* **Records for processing**:
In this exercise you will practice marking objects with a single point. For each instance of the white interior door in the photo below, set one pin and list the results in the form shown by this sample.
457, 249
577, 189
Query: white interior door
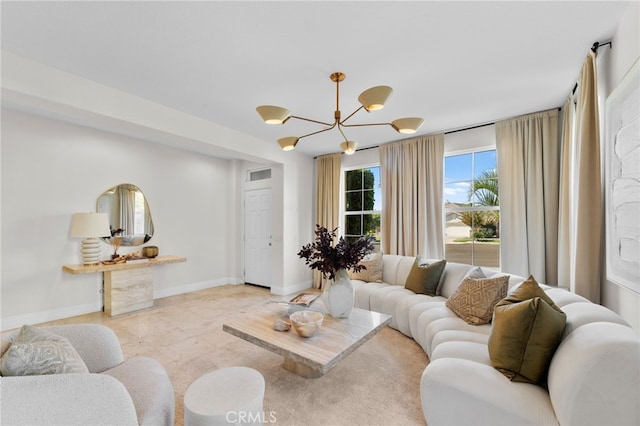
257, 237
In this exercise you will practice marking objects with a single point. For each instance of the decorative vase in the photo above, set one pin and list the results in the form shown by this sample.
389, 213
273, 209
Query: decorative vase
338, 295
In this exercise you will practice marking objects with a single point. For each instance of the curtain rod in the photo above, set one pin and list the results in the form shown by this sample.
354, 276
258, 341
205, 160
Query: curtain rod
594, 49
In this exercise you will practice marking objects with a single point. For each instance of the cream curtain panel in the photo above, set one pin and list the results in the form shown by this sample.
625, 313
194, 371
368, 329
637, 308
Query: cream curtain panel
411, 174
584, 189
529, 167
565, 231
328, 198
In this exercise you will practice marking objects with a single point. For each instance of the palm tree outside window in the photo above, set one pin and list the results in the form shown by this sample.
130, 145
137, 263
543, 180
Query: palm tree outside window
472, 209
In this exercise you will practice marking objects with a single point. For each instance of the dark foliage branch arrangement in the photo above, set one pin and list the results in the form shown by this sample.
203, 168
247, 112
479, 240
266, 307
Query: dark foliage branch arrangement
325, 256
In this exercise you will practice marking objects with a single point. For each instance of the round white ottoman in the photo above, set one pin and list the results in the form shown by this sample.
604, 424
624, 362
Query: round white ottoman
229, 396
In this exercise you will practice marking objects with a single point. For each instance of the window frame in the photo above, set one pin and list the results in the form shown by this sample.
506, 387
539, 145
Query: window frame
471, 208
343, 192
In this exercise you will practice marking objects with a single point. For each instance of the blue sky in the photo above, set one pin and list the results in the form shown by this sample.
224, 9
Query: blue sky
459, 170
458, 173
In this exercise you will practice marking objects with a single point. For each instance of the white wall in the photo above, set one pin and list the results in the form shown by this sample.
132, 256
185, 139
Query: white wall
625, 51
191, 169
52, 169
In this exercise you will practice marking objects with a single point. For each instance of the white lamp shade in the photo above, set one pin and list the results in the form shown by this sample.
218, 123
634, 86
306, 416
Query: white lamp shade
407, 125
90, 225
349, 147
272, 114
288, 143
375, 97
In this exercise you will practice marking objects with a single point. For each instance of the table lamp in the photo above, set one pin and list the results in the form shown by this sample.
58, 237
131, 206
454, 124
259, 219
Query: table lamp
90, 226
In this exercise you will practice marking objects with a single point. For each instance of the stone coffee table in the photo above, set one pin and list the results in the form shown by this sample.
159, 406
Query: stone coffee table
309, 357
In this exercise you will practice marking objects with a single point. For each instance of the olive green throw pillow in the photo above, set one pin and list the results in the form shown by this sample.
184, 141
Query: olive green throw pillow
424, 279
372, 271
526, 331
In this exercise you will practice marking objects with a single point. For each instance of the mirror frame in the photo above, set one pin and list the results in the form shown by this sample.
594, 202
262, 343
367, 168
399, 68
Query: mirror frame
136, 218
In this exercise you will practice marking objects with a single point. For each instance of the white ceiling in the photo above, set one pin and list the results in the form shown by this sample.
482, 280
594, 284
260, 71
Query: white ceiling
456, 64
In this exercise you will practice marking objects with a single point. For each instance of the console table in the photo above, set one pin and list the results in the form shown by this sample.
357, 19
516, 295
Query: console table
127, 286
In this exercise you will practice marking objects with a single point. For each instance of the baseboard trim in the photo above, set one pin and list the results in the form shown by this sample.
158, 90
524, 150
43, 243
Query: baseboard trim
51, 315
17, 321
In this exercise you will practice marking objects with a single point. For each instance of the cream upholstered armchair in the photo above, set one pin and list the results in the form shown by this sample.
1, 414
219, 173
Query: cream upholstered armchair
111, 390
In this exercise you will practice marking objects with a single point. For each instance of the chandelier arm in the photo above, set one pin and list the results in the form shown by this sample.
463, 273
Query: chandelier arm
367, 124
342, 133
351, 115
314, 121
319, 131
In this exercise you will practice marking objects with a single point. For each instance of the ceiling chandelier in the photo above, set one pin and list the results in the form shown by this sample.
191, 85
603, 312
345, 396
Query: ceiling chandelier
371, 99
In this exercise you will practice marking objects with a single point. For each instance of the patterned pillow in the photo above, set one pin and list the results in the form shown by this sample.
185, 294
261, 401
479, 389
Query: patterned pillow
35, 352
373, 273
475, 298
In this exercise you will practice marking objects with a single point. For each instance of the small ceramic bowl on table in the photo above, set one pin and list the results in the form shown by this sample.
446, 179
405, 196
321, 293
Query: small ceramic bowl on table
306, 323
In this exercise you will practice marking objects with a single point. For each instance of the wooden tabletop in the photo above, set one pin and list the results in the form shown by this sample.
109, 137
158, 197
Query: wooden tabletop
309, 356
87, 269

...

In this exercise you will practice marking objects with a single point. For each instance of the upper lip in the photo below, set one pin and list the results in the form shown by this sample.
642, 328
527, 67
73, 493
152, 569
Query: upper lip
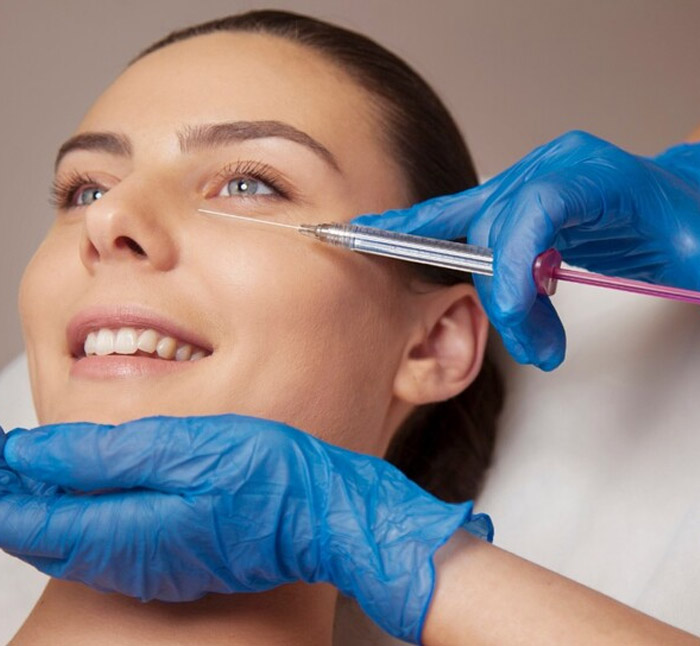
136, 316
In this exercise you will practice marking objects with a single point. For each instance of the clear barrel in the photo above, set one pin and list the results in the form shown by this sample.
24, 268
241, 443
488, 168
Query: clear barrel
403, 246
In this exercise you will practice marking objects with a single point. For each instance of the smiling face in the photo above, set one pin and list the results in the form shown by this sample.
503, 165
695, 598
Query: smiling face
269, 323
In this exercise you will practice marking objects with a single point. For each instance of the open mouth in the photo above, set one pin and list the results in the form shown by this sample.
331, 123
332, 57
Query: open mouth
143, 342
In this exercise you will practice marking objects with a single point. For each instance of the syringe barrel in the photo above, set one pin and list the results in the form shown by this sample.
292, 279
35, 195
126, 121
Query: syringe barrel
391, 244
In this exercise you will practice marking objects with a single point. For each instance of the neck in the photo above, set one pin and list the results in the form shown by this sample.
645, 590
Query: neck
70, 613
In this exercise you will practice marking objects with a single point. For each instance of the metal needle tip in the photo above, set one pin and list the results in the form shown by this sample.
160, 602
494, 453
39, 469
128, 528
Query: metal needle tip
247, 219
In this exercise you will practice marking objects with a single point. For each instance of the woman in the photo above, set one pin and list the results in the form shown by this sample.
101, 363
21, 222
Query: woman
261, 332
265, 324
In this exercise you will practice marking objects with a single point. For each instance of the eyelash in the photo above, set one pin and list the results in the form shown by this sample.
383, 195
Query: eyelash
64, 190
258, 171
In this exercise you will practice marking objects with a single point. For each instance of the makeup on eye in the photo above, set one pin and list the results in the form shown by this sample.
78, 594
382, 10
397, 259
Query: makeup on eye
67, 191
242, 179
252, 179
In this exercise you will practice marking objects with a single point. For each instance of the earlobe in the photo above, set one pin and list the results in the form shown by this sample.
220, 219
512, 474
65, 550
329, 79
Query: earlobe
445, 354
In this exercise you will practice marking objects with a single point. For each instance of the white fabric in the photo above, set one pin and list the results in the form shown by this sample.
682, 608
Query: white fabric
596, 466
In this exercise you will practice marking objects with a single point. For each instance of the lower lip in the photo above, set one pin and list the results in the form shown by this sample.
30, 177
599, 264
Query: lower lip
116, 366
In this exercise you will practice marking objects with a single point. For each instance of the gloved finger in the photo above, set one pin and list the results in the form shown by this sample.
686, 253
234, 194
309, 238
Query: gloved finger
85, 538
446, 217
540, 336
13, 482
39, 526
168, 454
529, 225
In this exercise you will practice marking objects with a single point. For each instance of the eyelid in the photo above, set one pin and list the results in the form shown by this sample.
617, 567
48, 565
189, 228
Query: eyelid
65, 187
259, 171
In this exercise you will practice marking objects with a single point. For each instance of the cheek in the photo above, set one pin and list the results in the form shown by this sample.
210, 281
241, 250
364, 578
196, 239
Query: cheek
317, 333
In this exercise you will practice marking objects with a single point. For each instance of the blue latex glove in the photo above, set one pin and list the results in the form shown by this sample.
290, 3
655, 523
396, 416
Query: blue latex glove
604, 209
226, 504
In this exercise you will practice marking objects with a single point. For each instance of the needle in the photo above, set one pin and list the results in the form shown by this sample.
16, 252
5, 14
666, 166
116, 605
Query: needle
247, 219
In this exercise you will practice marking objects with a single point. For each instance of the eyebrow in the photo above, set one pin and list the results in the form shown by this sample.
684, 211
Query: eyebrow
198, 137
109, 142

---

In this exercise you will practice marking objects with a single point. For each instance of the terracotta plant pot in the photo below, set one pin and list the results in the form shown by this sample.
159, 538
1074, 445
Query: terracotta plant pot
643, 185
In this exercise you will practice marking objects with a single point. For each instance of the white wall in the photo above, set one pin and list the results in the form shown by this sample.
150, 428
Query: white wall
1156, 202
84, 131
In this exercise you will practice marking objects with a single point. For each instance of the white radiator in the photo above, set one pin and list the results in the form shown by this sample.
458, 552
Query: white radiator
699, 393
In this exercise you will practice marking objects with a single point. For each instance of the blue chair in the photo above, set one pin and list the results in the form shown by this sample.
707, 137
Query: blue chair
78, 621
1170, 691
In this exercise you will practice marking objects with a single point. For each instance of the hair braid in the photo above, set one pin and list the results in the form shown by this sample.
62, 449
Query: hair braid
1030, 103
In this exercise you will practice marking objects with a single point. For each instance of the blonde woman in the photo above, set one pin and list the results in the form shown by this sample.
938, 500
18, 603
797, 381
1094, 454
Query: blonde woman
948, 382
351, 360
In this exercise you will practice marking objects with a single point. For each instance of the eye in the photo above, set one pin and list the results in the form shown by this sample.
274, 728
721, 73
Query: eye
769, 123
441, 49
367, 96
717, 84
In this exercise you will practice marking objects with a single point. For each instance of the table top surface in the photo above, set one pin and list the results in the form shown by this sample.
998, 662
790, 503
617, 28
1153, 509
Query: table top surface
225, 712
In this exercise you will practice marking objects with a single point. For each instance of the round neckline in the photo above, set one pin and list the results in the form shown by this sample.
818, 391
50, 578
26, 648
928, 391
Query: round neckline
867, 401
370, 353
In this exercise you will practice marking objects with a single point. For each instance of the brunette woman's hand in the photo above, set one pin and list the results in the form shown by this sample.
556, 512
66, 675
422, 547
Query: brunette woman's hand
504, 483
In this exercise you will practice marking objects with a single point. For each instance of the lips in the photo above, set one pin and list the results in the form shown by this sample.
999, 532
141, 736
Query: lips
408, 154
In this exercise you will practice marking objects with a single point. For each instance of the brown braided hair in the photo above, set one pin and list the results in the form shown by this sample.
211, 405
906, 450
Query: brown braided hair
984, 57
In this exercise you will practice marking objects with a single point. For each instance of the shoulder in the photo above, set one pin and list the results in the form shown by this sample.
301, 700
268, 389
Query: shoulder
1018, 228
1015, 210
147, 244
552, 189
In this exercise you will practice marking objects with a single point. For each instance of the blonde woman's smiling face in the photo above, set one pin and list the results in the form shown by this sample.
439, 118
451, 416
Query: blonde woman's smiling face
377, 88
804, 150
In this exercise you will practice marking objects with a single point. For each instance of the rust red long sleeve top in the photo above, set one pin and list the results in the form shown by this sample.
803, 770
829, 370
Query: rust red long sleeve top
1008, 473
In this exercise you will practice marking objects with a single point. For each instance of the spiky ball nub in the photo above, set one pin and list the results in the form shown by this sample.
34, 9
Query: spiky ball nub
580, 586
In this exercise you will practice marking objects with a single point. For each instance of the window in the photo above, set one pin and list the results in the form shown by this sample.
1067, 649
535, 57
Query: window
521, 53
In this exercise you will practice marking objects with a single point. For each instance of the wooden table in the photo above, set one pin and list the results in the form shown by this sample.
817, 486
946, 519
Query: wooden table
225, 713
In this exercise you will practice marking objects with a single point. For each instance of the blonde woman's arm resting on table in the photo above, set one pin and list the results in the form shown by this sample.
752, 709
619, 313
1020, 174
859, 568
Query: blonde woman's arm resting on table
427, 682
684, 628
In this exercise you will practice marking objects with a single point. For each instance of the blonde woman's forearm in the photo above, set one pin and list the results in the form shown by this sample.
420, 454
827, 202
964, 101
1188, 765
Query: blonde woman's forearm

* **What the task asks**: Copy out word for word every line from the one containing "woman's forearm in" up to and including the one containing "Query: blonde woman's forearm".

* **Result of the exercise**:
In this exercise you will practice marking objects with a single point. For each instance of the blonde woman's forearm in the photo above, set one pin and list the results in the form shown by this sample.
420, 454
827, 202
964, 101
1188, 765
Query: blonde woman's forearm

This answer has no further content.